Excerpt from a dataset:
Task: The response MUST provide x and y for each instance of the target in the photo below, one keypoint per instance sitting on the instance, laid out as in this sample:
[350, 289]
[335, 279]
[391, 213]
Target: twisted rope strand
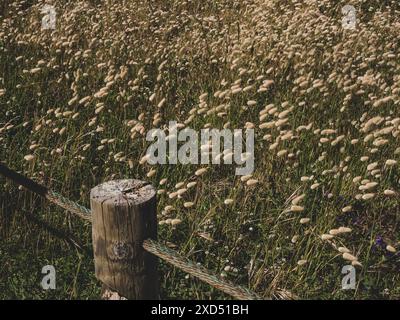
[203, 274]
[151, 246]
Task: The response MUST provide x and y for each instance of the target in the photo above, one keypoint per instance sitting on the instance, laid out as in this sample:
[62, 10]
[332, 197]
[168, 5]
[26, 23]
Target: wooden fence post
[124, 215]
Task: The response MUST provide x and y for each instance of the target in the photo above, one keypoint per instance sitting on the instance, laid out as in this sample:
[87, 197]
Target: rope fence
[151, 246]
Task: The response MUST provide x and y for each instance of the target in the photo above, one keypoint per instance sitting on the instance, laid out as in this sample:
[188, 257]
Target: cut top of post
[126, 190]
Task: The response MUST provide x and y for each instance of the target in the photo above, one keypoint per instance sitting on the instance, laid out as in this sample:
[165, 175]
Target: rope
[69, 205]
[52, 196]
[203, 274]
[151, 246]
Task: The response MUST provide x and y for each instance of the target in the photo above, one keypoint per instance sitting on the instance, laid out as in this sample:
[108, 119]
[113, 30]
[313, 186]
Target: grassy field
[76, 103]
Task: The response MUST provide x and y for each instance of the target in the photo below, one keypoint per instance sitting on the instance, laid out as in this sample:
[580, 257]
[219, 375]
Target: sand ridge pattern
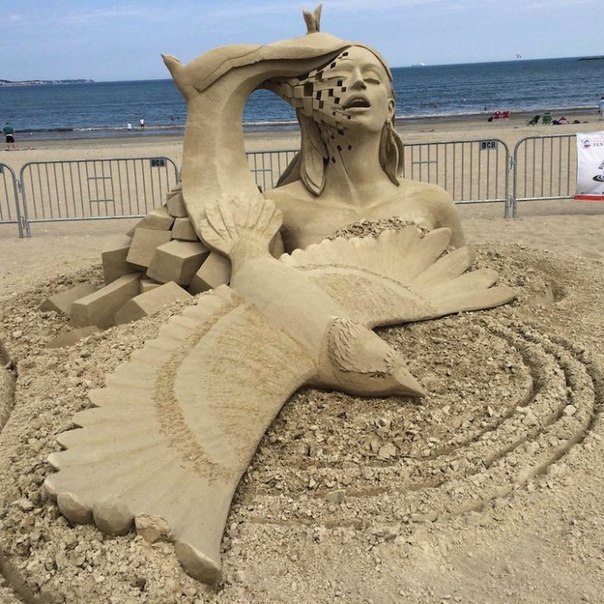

STATED EXERCISE: In the items above, how many lines contain the string "rope", matching case exactly? Reply with the number alone.

CORRECT RESULT: 3